### Your task:
Please reproduce only the stretch below, from the line containing "Look at the photo above. For each instance of the pink" through the end of the records, keeping every line in place. Shift each coordinate in the answers by -97.

** BEGIN Given data **

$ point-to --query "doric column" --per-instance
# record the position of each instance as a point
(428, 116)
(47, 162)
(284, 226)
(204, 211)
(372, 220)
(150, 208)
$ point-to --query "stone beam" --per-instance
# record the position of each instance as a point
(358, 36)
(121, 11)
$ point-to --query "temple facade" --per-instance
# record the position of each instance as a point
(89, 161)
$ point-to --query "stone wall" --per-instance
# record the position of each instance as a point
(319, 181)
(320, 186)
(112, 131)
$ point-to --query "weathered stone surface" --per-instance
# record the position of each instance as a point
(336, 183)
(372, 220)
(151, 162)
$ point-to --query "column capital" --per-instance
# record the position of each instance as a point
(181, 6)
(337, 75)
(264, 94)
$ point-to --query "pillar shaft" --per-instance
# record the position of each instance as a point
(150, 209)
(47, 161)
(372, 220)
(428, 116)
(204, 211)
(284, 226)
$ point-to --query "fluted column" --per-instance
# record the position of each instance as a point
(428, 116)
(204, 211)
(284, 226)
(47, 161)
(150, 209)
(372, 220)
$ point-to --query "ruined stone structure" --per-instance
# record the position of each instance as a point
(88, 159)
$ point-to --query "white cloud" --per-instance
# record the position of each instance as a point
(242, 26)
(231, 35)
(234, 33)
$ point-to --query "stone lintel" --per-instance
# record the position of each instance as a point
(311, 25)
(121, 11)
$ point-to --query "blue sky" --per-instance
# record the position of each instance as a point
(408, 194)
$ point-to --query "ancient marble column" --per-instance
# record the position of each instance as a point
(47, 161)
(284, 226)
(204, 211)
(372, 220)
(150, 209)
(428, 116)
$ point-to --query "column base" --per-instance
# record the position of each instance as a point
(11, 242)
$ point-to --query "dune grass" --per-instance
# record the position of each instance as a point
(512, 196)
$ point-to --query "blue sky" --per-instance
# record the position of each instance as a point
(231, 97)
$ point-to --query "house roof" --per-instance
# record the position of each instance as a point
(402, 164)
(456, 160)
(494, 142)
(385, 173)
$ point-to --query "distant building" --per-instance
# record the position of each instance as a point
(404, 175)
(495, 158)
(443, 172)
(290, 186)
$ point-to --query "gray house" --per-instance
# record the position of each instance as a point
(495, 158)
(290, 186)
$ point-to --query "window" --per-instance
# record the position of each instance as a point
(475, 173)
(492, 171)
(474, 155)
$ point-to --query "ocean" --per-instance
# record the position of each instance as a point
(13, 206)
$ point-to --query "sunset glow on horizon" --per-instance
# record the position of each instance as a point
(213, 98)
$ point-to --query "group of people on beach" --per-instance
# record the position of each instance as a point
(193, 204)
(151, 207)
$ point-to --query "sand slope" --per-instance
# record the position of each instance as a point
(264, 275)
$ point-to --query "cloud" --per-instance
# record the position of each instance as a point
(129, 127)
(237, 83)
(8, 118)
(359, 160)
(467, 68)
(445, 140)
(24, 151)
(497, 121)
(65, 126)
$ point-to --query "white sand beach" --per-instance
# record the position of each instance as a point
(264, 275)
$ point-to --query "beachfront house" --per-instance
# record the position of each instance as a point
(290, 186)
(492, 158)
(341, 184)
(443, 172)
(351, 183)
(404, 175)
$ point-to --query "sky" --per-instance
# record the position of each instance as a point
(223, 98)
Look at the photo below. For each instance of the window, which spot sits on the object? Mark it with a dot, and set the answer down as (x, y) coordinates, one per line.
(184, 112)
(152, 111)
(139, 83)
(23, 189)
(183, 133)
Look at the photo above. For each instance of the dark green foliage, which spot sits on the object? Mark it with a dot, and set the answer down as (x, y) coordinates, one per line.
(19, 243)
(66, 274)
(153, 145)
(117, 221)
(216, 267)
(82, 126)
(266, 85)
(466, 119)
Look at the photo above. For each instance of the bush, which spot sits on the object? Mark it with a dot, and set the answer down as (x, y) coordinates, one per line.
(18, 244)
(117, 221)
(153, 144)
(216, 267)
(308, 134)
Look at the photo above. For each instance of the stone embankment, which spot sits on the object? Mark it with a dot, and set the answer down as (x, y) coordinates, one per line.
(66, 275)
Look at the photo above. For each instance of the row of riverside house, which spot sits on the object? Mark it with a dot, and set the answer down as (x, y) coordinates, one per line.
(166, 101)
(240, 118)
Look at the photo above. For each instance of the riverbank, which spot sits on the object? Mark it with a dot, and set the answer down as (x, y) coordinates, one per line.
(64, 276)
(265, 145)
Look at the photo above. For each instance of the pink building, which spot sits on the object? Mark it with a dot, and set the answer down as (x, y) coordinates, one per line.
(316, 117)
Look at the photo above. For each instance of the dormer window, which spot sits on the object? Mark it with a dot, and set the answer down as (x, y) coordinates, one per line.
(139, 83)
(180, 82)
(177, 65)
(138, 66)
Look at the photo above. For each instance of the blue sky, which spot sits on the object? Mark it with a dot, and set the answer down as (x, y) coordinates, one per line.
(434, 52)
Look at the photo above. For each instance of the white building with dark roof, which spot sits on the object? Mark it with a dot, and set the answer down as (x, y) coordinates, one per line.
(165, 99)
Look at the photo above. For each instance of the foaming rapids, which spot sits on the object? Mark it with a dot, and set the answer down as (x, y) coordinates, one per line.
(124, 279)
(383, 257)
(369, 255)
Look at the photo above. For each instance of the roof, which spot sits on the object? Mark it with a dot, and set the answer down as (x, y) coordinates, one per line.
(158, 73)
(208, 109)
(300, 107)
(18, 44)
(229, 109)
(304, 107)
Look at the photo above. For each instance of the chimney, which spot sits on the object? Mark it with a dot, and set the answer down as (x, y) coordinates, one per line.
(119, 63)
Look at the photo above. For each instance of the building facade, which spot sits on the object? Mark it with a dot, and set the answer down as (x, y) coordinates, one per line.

** END Given data **

### Complete answer:
Look at the photo above. For each instance of the pink building, which spot sits on the object? Mark it with a dot, and set the answer down as (x, y) coordinates, one per line.
(219, 20)
Look at the photo above. For each instance of the dormer window, which spot sits on the object? Mark it with a dot, and set the answer down as (x, y) coordinates, one per line.
(42, -14)
(83, -15)
(80, -32)
(41, -31)
Look at the photo above. For each instance of the blue sky, which spot sits on the object? Mark it with a dot, and set the answer down as (x, y) coordinates, one per line.
(337, -45)
Look at the photo above. For each instance of the white building with dark roof, which spot sits on the object? Mark it with a dot, and set the answer down as (x, y) coordinates, one per line.
(68, 2)
Look at the photo above. For each instance of the foaming rapids, which spot sits on the object? Mark it with a dot, and set the answer down as (x, y) coordinates, one per line.
(27, 182)
(286, 160)
(272, 158)
Look at the photo above. For each instance of the roof, which spot sits on the object? Mark it with a dot, and set the answer down as (x, y) coordinates, one per line.
(61, -24)
(111, 12)
(203, 10)
(-79, -53)
(132, 12)
(207, 10)
Look at the photo above. For each instance of the chimney, which spot sits on the object? Mark it with a dot, and set the answer down as (x, y) coordinates, one per line.
(22, -34)
Look at the photo above. For each instance of the building facade, which spot sits on the object? Mark it with a dot, and set the answer down as (x, y) coordinates, one per line.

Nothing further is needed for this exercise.